_WHAT YOU HAVE TO DO_:
Count the lines in the records below that contain the word "white", and reply with that number alone.

Stored entries
....................

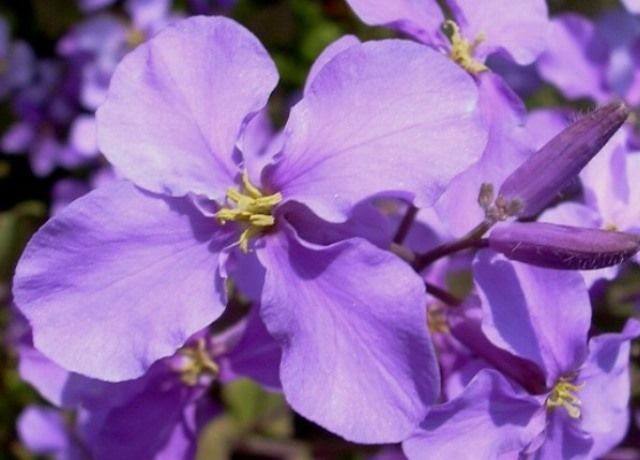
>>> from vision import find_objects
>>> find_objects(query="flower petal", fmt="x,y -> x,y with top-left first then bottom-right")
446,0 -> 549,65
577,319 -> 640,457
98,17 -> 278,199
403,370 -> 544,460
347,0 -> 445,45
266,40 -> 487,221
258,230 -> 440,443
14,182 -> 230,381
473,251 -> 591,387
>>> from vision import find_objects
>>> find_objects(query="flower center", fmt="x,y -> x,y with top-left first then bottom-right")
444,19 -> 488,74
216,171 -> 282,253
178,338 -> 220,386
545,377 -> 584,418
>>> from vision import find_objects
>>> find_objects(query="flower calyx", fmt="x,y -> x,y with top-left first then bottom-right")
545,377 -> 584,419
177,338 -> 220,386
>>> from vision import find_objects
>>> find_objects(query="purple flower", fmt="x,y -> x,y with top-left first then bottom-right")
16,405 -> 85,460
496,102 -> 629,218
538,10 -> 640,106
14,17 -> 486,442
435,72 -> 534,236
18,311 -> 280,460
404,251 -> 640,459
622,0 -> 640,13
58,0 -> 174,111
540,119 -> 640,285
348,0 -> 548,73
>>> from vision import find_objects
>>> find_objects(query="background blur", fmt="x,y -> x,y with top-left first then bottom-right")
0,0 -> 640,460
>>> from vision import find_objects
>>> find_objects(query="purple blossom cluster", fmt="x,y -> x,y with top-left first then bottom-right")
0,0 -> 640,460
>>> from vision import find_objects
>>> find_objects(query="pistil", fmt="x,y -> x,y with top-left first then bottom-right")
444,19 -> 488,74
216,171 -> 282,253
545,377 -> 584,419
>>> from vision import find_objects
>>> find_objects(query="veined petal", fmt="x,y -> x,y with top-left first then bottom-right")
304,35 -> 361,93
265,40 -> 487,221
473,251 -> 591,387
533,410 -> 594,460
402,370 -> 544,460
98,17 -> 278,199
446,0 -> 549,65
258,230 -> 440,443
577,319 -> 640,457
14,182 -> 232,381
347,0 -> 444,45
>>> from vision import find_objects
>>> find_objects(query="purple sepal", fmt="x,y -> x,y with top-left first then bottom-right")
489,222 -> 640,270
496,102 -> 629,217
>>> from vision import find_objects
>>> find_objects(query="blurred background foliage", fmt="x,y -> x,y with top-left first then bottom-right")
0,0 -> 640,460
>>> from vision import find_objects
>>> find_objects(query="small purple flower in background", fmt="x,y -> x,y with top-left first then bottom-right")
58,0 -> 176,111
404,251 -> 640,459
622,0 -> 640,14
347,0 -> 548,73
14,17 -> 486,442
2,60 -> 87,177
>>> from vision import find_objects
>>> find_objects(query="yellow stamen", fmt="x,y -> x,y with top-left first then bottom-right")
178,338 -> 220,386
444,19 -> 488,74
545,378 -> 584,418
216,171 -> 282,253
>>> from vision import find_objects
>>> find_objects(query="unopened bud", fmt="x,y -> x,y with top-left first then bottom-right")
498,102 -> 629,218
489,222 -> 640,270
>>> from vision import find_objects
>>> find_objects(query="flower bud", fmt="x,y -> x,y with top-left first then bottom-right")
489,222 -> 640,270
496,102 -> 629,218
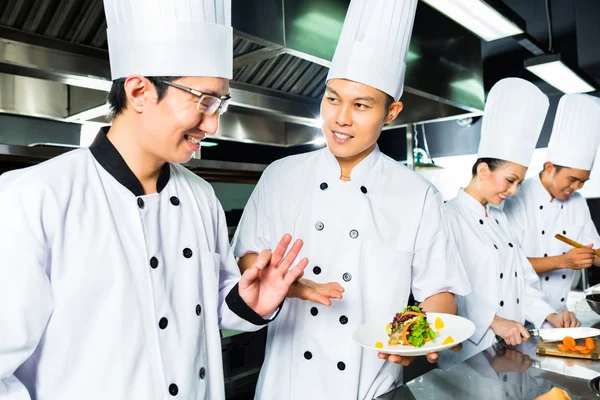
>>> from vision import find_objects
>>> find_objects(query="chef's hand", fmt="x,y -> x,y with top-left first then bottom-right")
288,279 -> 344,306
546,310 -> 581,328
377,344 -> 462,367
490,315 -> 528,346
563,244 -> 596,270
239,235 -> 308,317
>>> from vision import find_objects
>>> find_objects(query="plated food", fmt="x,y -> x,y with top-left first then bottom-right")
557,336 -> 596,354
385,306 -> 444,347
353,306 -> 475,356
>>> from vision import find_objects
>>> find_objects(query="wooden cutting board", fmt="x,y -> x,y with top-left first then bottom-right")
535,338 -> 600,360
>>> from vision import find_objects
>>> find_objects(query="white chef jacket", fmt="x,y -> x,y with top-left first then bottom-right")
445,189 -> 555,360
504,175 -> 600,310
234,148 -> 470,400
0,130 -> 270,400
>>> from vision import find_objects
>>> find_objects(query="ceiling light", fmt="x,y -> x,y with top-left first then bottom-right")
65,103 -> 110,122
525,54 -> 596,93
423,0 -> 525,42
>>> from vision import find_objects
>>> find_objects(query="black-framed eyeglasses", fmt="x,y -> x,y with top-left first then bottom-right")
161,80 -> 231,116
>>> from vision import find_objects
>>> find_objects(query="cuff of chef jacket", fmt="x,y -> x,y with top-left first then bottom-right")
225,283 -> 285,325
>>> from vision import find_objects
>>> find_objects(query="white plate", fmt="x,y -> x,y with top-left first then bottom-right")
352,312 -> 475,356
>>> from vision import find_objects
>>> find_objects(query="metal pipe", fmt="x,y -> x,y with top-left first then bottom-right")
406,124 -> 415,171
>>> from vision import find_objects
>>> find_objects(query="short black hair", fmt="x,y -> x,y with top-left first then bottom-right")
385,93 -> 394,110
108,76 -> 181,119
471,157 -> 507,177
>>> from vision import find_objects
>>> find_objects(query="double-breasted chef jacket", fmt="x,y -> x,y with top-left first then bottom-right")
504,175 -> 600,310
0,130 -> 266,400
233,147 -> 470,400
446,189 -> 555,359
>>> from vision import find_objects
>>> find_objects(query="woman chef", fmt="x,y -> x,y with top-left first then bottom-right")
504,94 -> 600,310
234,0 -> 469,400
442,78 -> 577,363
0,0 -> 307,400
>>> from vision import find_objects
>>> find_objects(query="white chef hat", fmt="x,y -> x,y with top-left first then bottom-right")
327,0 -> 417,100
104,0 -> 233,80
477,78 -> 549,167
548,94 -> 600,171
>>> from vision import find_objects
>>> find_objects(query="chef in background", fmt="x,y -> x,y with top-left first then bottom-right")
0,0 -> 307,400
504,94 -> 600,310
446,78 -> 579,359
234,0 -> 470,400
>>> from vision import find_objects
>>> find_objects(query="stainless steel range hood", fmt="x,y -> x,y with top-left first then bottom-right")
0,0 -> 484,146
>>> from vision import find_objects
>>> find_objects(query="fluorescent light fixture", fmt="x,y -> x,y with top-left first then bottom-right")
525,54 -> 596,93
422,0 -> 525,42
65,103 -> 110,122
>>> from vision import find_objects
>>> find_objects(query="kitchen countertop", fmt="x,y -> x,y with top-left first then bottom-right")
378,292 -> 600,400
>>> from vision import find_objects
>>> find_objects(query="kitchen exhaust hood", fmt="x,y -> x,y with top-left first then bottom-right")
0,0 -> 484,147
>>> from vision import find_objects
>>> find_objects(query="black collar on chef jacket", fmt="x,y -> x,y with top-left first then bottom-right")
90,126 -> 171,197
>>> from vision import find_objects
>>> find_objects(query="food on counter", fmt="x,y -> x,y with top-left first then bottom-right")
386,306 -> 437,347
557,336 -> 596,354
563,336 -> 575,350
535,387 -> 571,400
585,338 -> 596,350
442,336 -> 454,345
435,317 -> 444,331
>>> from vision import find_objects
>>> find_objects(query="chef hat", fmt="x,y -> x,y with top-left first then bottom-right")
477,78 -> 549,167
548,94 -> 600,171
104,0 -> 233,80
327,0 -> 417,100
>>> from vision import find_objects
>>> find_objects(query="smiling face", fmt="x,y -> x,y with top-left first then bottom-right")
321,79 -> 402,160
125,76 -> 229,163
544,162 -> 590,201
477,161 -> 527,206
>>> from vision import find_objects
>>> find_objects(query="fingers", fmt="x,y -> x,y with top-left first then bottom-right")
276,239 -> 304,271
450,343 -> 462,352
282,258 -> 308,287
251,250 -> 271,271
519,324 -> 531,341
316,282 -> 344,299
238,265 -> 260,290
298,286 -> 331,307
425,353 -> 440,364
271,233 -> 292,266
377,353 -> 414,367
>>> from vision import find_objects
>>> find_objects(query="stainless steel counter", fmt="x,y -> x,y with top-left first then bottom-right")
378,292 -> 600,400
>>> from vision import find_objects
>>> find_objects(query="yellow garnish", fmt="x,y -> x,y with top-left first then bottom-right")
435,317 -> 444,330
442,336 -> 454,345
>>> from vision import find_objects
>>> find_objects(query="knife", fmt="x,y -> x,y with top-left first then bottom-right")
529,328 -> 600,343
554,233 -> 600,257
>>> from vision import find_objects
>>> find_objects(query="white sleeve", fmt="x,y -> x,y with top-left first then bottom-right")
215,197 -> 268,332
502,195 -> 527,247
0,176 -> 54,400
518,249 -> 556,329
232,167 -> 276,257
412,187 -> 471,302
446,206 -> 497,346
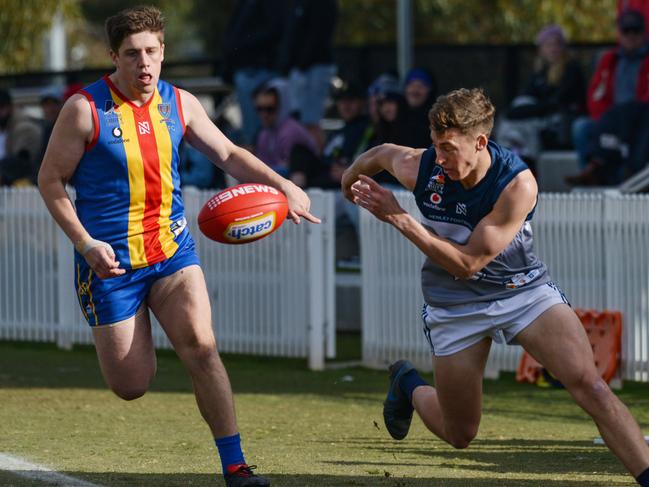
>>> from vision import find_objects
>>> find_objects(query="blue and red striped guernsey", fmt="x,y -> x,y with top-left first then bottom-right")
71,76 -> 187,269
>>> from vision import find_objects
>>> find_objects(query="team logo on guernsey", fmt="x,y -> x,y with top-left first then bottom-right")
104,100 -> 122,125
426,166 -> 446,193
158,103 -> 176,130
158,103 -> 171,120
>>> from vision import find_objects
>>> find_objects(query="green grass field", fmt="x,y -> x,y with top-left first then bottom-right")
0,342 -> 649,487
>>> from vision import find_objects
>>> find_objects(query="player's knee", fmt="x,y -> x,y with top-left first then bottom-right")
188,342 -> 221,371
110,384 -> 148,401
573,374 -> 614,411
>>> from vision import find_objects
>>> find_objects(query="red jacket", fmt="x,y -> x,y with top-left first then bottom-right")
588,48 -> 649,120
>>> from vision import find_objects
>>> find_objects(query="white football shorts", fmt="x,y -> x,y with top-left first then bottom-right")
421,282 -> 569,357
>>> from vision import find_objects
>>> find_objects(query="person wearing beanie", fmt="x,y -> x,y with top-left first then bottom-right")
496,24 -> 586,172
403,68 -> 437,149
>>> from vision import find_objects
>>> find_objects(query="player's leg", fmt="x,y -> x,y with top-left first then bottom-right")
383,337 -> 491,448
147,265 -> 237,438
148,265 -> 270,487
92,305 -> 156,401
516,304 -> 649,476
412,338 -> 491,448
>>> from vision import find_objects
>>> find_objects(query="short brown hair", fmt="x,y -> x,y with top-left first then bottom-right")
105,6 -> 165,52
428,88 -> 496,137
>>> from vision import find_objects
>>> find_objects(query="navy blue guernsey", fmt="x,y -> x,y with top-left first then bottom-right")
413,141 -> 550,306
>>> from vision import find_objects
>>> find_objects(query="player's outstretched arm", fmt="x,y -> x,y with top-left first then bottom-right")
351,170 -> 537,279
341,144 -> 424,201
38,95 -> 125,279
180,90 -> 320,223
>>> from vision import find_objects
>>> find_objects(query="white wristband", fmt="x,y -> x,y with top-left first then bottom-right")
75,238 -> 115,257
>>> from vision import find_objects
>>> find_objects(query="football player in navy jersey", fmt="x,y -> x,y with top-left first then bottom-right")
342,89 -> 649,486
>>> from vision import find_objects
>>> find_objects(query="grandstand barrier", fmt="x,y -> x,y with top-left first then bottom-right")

....................

_SOLUTION TO THIS PROBLEM_:
6